Set task: Print the listing as it stands, omitting all images.

Entries:
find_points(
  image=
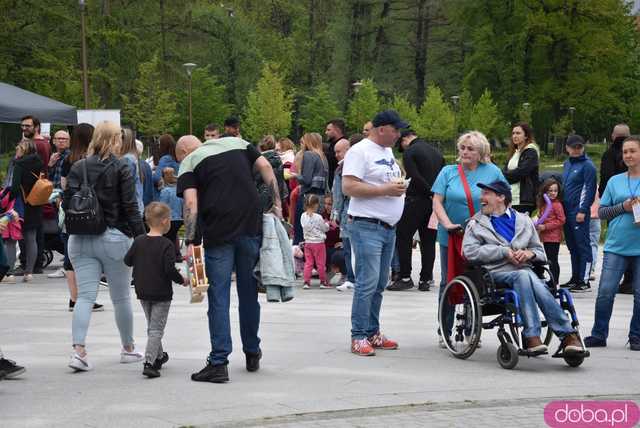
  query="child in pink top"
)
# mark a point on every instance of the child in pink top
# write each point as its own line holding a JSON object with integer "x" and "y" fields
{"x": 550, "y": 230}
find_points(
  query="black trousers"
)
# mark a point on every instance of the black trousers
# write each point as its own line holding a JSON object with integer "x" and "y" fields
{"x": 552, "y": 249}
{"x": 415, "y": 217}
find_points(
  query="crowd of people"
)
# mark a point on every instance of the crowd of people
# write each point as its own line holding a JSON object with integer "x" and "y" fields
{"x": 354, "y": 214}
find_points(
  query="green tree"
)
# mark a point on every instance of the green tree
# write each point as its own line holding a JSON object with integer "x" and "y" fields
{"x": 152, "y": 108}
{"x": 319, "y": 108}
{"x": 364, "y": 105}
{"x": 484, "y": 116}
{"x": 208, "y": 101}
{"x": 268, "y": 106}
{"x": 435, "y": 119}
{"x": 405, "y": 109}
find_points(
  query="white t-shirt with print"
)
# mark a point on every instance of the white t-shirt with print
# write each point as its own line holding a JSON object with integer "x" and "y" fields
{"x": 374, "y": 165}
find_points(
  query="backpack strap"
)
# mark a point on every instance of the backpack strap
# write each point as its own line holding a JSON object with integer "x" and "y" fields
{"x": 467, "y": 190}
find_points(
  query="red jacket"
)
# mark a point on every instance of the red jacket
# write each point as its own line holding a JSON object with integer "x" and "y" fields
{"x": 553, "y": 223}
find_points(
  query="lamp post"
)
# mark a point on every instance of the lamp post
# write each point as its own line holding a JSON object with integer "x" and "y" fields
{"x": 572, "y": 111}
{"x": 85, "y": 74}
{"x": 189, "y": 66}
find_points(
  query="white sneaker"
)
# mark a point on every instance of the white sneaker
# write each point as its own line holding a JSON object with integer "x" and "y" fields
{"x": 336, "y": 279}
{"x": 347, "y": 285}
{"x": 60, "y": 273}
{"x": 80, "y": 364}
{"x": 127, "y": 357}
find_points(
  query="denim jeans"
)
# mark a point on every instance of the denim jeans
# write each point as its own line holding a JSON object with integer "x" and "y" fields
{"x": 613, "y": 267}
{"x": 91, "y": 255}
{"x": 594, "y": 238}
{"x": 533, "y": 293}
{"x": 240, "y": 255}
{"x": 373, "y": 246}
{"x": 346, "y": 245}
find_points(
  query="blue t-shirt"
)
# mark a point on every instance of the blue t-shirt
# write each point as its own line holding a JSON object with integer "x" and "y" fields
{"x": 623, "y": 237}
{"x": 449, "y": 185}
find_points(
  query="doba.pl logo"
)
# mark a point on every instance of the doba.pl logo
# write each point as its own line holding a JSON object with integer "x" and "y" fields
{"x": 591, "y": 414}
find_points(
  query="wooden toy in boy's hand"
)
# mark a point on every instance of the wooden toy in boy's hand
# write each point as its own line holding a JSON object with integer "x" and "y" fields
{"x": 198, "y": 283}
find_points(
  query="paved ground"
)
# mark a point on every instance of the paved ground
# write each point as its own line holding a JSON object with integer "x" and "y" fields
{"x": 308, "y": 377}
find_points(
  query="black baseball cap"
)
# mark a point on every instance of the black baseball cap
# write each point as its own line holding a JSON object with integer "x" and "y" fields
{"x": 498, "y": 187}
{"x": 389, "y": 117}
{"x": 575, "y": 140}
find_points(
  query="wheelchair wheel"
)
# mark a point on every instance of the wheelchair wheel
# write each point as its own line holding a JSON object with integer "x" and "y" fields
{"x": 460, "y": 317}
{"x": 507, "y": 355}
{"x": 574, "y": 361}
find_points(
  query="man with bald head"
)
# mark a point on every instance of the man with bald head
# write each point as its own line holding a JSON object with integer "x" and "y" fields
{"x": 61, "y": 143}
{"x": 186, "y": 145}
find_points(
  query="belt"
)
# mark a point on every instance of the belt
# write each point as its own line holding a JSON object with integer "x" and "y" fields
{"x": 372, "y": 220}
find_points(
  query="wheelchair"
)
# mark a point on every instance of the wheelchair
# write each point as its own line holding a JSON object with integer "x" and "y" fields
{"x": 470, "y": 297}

Task solution:
find_points(
  image=
  query="child in pink top"
)
# mark a point on every instance of the child in pink top
# write each point as its own line holding a JSON object with integer "x" and "y" fields
{"x": 550, "y": 230}
find_points(
  query="black trousers"
)
# mark a point on every instance of the black trousers
# write each point as its own line holding a JSON object with integer "x" and "y" fields
{"x": 552, "y": 249}
{"x": 415, "y": 217}
find_points(
  query="crowd of people"
)
# mark a point on every instance of the crowd of people
# write each point as its own line holding a JSON object with integer "x" and "y" fields
{"x": 354, "y": 214}
find_points(
  query="green tree"
)
# mark a point on every instance of the green tree
# write each point as its own line holding a JSON object with integer "x" and "y" fields
{"x": 152, "y": 108}
{"x": 319, "y": 108}
{"x": 364, "y": 105}
{"x": 484, "y": 116}
{"x": 208, "y": 101}
{"x": 268, "y": 106}
{"x": 435, "y": 119}
{"x": 405, "y": 109}
find_points(
  query="white t-shirt with print"
)
# mark a point on every instance of the white t-shirt with print
# write each point as its own line holding a JSON object with integer "x" and "y" fields
{"x": 374, "y": 165}
find_points(
  query="backpack strap"
)
# mark a point on every instance of the backpack strap
# write each point as its own line holding a JSON object with integer "x" and "y" fields
{"x": 467, "y": 190}
find_points(
  query="red jacket"
)
# mark a point on every instance of the red jacket
# write each point as its own line holding a JSON object with integer "x" and "y" fields
{"x": 553, "y": 223}
find_points(
  query="lamp post"
)
# mark a point on every instance of the lamp post
# write each point as its own line holding a JSON object with integer "x" and "y" fields
{"x": 572, "y": 111}
{"x": 85, "y": 74}
{"x": 189, "y": 66}
find_points(
  query="white sneaker"
)
# mark a point on every instance of the white sneaker
# write each point as its own line holding a JSON object with integer "x" and "y" fields
{"x": 336, "y": 279}
{"x": 347, "y": 285}
{"x": 60, "y": 273}
{"x": 80, "y": 364}
{"x": 127, "y": 357}
find_points(
  query="denim jeans"
)
# mark a point on every instance of the denim jeans
# write each point as its own line holding a JSON object with integer "x" and "y" fields
{"x": 613, "y": 267}
{"x": 91, "y": 255}
{"x": 594, "y": 238}
{"x": 533, "y": 293}
{"x": 240, "y": 255}
{"x": 373, "y": 246}
{"x": 346, "y": 245}
find_points(
  query="blue t-shirt"
)
# mark a point on every instance of the blue t-shirt
# write each point as its own line holding a JSON object with integer "x" and "y" fields
{"x": 623, "y": 237}
{"x": 449, "y": 185}
find_points(
  query="doba.pl logo"
)
# mark a point on every instance of the doba.pl logo
# write each point as its own line holding a JSON object with integer "x" and "y" fields
{"x": 591, "y": 414}
find_points(
  query="wooden toy in boy's hand"
)
# mark a point on every instance of the wooden toy in boy's hand
# write each point as its own line holding a JSON object with integer "x" and "y" fields
{"x": 198, "y": 283}
find_points(
  query="paved ground"
)
# mark a point on every instance of the paved ground
# write each point as its own line holding a JSON object with integer "x" and "y" fields
{"x": 308, "y": 377}
find_points(
  query="black baseball cap"
)
# mark a point on every instance of the black baseball cap
# write each point as its own line holding a JSON object with integer "x" and "y" fields
{"x": 498, "y": 187}
{"x": 389, "y": 117}
{"x": 575, "y": 140}
find_points(
  query="wheelchair wheel"
)
# mark a point on every instance of the wheelchair wheel
# write each point as its own line holding a JSON object with integer "x" and "y" fields
{"x": 460, "y": 317}
{"x": 507, "y": 355}
{"x": 574, "y": 361}
find_points(
  query="man with bald head"
)
# mark a point on every instance of the man with bald head
# write each point as its own line holding a JSON object with integer "x" and "y" fields
{"x": 61, "y": 143}
{"x": 186, "y": 145}
find_points(
  query="belt"
)
# mark a point on every instance of the belt
# write each point as its own line holding a JSON object with integer "x" and "y" fields
{"x": 372, "y": 220}
find_points(
  query="wheelchair"
)
# mark a point on every instance of the wheelchair
# write each point as its own line holding a JSON object with integer "x" and "y" fields
{"x": 470, "y": 297}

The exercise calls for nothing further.